-- BEGIN Data listing --

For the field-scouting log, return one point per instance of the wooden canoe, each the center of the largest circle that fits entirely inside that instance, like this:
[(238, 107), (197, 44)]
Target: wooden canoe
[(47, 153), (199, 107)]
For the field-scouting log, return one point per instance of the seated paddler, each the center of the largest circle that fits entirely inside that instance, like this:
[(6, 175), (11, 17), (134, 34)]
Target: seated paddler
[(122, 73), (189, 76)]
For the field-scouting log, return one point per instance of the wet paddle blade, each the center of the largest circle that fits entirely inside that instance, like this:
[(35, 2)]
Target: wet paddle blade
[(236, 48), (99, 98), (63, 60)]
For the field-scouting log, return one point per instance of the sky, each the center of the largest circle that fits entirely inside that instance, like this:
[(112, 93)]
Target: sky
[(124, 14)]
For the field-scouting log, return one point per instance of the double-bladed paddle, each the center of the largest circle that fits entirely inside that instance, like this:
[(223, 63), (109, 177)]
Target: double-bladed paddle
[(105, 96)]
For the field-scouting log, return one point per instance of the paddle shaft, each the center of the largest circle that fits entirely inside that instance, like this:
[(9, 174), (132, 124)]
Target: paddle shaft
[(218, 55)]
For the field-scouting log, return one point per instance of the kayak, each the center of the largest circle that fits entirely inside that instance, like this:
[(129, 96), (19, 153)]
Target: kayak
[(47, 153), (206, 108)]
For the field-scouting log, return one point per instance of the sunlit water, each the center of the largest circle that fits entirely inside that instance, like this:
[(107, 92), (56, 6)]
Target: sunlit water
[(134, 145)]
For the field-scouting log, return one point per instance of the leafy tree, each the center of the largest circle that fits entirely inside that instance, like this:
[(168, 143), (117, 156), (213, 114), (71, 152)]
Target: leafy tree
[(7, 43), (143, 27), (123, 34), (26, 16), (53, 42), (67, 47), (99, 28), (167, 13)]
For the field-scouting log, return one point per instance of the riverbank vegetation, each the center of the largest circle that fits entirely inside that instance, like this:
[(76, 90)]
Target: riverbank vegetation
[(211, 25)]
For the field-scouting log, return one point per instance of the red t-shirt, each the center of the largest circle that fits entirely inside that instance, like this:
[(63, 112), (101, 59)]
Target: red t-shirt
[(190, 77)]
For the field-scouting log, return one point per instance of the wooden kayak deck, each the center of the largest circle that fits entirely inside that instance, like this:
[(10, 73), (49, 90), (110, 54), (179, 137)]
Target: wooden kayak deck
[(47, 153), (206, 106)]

-- END Data listing --

(Problem statement) Reproduce the material above exactly, starting at the line that contains "the sky, each" and ending at the line that contains "28), (167, 13)]", both of these lines included.

(Correct response)
For the field-scouting log, return one point per instance of the sky, each the center of the largest circle that fits entirely inside that instance, like this:
[(112, 93)]
Target: sky
[(124, 14)]
For the field-scouting log, return one point per instance of the double-bladed paddle, each the center of the largest circle that fits entirely inside that instance, like this:
[(223, 63), (109, 177)]
Target: double-bladed paddle
[(105, 96)]
For the field-scouting log, return one point per instance of the paddle shaft, each the center of the largest circle that fits entirely inside that instance, like this:
[(9, 174), (132, 124)]
Target: paddle shaft
[(218, 55)]
For the field-scouting log, return one point per instance of the kayak, each the center of the largest circle that fits entirely inside that instance, like this:
[(129, 96), (19, 153)]
Target: kayak
[(47, 153), (206, 108)]
For the field-scouting log, return one point per instance of the sunlit water, each the center of the largest circle that fits entirely inside that instance, like this:
[(107, 92), (56, 6)]
Target: sunlit water
[(134, 145)]
For the field-scouting log, return one point per instance of the leafy tree, each the center of the largest circle that fits entirely inside that instance, like this:
[(168, 143), (117, 156), (213, 114), (71, 152)]
Target: leafy tree
[(7, 43), (143, 27), (123, 34), (26, 16), (53, 42), (67, 47), (99, 28), (167, 13)]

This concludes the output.